### YOUR TASK
Can you reproduce every one of the entries below word for word, leaving the pictures out of your answer?

Excerpts from point annotation data:
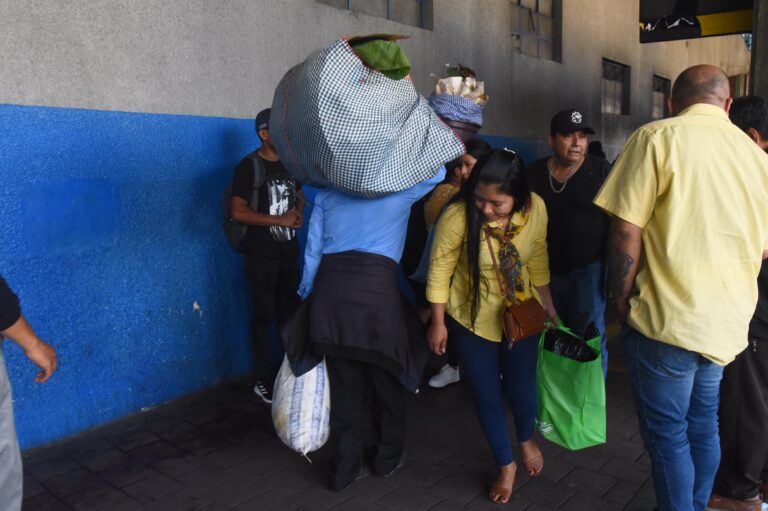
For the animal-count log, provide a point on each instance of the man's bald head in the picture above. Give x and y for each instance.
(700, 84)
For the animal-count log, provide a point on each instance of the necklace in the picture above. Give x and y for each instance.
(550, 168)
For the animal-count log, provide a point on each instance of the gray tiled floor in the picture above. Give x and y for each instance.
(216, 451)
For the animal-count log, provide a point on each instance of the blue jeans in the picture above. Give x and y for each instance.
(676, 393)
(484, 364)
(579, 297)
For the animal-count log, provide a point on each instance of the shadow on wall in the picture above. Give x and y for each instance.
(113, 242)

### COMPLETE ANSWER
For the animal-count log, provide a point on each instance of the man's bald head in the picture above. Give x and y for each instance.
(700, 84)
For the animal-count log, provide a point on each instance of the necklace in the picture above. Give x and y for each instance.
(550, 168)
For the animal-count log, provide a point on each instance of the gray tiled floor in the picture above. Give x and y for each instance.
(216, 451)
For the animal-count log, provide a point on each instance of the blue jeans in the picture above. Give x and y for each instance.
(676, 393)
(484, 364)
(579, 297)
For the animal-count log, provide a point on each instance of the shadow on wall in the picture above. Give x and y for each instance.
(113, 242)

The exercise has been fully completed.